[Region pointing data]

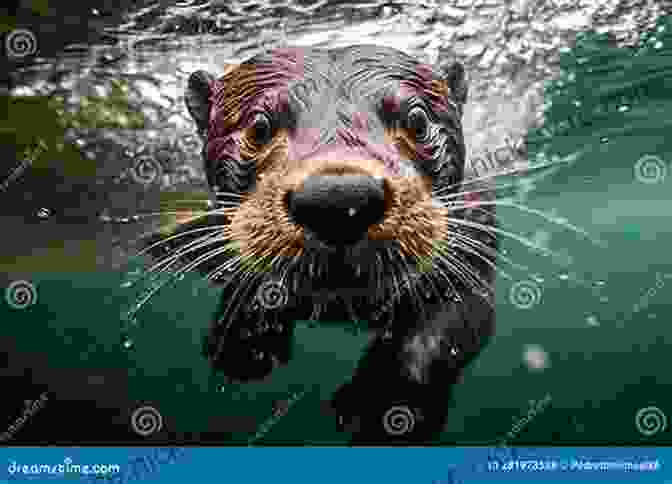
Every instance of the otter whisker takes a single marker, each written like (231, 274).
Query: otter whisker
(232, 309)
(409, 282)
(473, 275)
(210, 228)
(224, 267)
(511, 171)
(532, 211)
(463, 246)
(205, 257)
(197, 244)
(456, 222)
(229, 194)
(448, 260)
(496, 254)
(457, 195)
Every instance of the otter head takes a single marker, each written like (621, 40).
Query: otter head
(333, 168)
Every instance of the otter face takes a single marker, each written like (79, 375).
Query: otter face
(333, 169)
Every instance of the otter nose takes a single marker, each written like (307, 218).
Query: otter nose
(338, 209)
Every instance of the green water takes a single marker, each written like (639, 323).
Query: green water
(606, 356)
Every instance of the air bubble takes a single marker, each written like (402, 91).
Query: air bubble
(43, 213)
(592, 321)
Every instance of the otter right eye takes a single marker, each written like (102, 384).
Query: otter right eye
(262, 128)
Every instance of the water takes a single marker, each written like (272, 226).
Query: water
(114, 144)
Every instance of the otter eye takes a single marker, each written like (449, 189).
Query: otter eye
(418, 123)
(262, 128)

What to do:
Repeat, with no pictures, every line from the top of the entries above through the line that has "Every instance of the air", keeping each one exact.

Solution to this problem:
Every instance of the otter whisker takes a single marker, each written like (231, 274).
Query: otter whisker
(232, 309)
(409, 282)
(473, 275)
(210, 228)
(224, 267)
(511, 171)
(532, 211)
(463, 246)
(205, 257)
(197, 244)
(456, 222)
(229, 194)
(448, 260)
(496, 254)
(457, 195)
Every instance of the otter head takes a single marker, each written like (621, 40).
Query: otter head
(333, 168)
Every instance of the otter face takes a single marker, each written like (79, 375).
Query: otter face
(333, 169)
Every instance of the otter nose takes a single marker, each written like (307, 218).
Query: otter nose
(338, 209)
Every instance of the green water takes a single marker, each written like (639, 323).
Query: green water
(606, 356)
Every instance of the air bubble takes a single marker, each written like (402, 91).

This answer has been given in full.